━━━━━ Data in this exercise ━━━━━
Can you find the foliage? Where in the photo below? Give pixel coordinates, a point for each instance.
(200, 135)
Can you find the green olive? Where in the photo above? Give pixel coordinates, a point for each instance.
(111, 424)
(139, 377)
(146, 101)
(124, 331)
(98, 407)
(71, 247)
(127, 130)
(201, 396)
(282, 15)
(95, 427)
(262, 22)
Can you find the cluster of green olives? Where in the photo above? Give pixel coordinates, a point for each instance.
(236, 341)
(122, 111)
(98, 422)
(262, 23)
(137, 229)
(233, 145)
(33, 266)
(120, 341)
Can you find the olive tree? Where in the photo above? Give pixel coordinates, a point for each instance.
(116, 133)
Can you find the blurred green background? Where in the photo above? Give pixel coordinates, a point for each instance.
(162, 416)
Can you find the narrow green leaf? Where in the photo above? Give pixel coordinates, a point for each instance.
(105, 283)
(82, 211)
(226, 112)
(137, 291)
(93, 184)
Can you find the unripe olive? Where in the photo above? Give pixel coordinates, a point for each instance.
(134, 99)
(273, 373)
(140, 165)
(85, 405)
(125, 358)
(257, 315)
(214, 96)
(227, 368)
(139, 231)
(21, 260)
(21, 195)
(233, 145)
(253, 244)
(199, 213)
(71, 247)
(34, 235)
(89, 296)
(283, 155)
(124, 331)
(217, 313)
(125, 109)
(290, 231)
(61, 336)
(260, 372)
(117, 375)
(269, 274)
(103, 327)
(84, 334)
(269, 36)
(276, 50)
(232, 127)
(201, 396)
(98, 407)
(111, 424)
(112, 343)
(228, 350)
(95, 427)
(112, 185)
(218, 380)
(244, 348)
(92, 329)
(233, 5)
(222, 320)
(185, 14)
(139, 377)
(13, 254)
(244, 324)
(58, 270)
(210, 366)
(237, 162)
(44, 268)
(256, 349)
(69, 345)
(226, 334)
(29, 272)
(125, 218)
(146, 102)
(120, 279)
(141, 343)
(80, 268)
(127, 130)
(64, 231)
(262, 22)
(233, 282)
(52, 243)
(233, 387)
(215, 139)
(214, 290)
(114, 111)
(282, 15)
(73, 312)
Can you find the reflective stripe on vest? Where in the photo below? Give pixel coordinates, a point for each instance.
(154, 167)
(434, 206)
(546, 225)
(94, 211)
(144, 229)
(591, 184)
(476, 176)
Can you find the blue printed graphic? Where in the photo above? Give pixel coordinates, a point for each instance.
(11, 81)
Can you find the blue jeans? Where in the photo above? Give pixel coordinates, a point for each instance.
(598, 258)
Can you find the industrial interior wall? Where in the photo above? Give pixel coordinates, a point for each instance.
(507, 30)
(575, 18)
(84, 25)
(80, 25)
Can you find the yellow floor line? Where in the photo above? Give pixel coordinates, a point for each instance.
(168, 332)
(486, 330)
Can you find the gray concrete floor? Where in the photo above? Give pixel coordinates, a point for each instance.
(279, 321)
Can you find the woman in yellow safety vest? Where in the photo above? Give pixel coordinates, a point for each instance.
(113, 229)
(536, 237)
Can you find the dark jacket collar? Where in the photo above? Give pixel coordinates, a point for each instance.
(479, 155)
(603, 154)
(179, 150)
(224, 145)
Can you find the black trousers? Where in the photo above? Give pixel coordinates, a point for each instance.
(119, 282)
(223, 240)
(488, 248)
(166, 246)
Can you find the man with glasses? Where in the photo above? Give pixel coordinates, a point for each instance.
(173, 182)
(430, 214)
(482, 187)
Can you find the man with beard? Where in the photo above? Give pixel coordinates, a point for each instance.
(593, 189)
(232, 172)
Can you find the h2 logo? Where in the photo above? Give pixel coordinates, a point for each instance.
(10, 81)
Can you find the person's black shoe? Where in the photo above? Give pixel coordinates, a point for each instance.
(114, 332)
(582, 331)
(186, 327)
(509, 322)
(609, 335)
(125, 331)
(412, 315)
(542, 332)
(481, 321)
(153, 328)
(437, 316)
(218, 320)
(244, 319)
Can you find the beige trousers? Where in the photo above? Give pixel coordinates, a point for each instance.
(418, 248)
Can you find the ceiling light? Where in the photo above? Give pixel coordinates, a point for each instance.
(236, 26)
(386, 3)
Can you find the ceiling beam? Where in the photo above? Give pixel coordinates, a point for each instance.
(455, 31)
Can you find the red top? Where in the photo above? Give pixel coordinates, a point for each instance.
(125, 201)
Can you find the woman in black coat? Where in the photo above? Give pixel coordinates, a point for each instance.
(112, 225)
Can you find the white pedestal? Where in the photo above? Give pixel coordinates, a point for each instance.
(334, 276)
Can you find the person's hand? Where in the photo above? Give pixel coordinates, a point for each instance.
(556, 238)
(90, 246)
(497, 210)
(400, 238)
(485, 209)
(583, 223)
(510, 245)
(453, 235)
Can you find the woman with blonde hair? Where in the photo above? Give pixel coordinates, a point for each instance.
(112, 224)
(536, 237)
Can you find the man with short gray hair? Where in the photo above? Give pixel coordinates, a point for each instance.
━━━━━
> Task description: Please arrange everything from the line containing "Can you find the ceiling beam?" down to the end of the data as a JSON list of strings, one per line, leaving out blank lines.

> Answer to this problem:
[
  "Can you find the ceiling beam? Where in the photo above? Give pixel coordinates, a point for each instance.",
  "(455, 31)",
  "Can you find the red top? Where in the photo above? Give pixel coordinates, a point for each instance.",
  "(125, 201)",
  "Can you find the woman in black coat? Where in the photo above? Give pixel coordinates, a point for each instance.",
  "(112, 225)",
  "Can you find the white pedestal? Where in the photo above? Give pixel coordinates, a point for each instance.",
  "(334, 276)",
  "Can you find the person's hand? Where in the photo above? Give pixel coordinates, a point for each instance.",
  "(556, 238)",
  "(90, 246)",
  "(497, 210)",
  "(400, 238)",
  "(485, 209)",
  "(583, 223)",
  "(510, 245)",
  "(453, 235)",
  "Can you find the woman with blonde hair? Where in the photo above? Give pixel coordinates, a point for each instance.",
  "(112, 224)",
  "(536, 237)",
  "Can you find the man with short gray hair? Where in the photo above? Give pixel coordinates, a point for each instance."
]